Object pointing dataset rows
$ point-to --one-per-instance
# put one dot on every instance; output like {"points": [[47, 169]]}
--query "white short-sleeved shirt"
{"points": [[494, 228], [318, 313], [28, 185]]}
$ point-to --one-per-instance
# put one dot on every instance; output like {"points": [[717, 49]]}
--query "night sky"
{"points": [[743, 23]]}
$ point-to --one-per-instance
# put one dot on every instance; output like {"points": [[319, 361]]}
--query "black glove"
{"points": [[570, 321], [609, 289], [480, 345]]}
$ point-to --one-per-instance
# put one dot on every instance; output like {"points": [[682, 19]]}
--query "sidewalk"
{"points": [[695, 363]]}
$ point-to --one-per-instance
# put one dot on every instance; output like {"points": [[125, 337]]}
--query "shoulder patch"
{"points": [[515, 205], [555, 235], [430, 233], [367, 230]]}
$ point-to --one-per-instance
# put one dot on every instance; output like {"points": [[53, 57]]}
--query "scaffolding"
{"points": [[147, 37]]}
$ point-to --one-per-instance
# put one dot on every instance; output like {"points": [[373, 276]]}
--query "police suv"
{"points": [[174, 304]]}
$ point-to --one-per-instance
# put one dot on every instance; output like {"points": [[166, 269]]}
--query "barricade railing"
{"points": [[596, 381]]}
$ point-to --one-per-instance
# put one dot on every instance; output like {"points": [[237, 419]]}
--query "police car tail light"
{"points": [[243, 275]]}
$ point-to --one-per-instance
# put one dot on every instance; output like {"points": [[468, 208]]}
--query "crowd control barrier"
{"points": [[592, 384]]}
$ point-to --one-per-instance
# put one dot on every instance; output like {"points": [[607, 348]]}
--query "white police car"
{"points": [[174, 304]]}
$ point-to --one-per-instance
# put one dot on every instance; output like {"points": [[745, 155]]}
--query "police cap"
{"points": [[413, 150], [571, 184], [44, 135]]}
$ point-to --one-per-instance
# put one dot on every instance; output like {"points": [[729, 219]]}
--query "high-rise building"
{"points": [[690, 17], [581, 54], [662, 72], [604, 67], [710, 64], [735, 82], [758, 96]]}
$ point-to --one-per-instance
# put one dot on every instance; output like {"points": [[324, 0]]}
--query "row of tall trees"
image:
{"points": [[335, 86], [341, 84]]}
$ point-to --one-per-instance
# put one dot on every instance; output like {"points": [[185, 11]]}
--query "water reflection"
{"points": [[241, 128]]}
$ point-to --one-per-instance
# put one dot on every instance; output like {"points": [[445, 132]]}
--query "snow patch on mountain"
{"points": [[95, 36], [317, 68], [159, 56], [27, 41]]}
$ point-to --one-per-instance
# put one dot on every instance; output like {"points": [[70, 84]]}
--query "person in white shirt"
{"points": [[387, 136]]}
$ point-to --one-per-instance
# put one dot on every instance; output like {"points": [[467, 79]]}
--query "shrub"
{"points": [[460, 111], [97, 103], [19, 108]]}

**Task brief:**
Your task is to repeat every entry exactly.

**Answer:**
$ point-to --one-per-instance
# put one dot on every instance; output like {"points": [[47, 169]]}
--query "white short-sleeved shirt"
{"points": [[494, 228], [318, 313], [28, 185]]}
$ point-to --one-per-instance
# put one dot on every instance; output like {"points": [[717, 49]]}
--query "night sky"
{"points": [[743, 23]]}
$ point-to --one-per-instance
# put one dot on every instance; output like {"points": [[319, 361]]}
--query "black glove"
{"points": [[570, 321], [609, 289], [480, 345]]}
$ point-to --one-per-instance
# put one dot on every instance; output like {"points": [[682, 19]]}
--query "sidewalk"
{"points": [[695, 363]]}
$ point-to --one-per-instance
# put one dot on every instance; output like {"points": [[125, 337]]}
--query "shoulder patch"
{"points": [[515, 205], [555, 235], [430, 233], [367, 230]]}
$ point-to --one-per-instance
# put one dot on every instance; output like {"points": [[53, 57]]}
--query "scaffolding"
{"points": [[147, 37]]}
$ point-to --one-per-instance
# put one dot on every instance; output like {"points": [[373, 276]]}
--query "police suv"
{"points": [[174, 304]]}
$ point-to --one-per-instance
# put one dot on every instance; output like {"points": [[166, 269]]}
--query "barricade railing"
{"points": [[596, 381]]}
$ point-to --one-per-instance
# put one dot on every instance; output like {"points": [[237, 419]]}
--query "police car tail light"
{"points": [[243, 275]]}
$ point-to --one-per-instance
# put one dot on every instance; output like {"points": [[468, 208]]}
--query "crowd control barrier"
{"points": [[592, 384]]}
$ point-to --one-per-instance
# put one dot on every instance; output like {"points": [[607, 348]]}
--query "white police car"
{"points": [[174, 304]]}
$ point-to --one-per-instance
# put one dot on every instance; output like {"points": [[745, 155]]}
--query "police cap"
{"points": [[413, 150], [571, 184], [44, 135]]}
$ point-to --one-per-instance
# put one dot on every instance; output like {"points": [[729, 219]]}
--query "high-rise building"
{"points": [[690, 17], [581, 54], [662, 72], [604, 67], [710, 64], [735, 82], [758, 96]]}
$ point-to --one-per-instance
# put one dot on every instance; output like {"points": [[324, 0]]}
--query "row of tall trees"
image:
{"points": [[335, 86], [341, 84]]}
$ point-to --one-per-instance
# put one dot on every instance; output like {"points": [[185, 11]]}
--query "water reflection"
{"points": [[241, 128]]}
$ point-to --one-per-instance
# put one dot on every instance; output like {"points": [[445, 132]]}
--query "snow patch on mountain"
{"points": [[95, 36], [317, 68], [159, 56], [27, 41]]}
$ point-to --one-per-instance
# put one dot on every instance; output like {"points": [[70, 84]]}
--query "person in white shirt"
{"points": [[387, 136]]}
$ point-to --one-per-instance
# put one dot on every instance; output like {"points": [[467, 79]]}
--query "shrub"
{"points": [[460, 111], [97, 103], [19, 108]]}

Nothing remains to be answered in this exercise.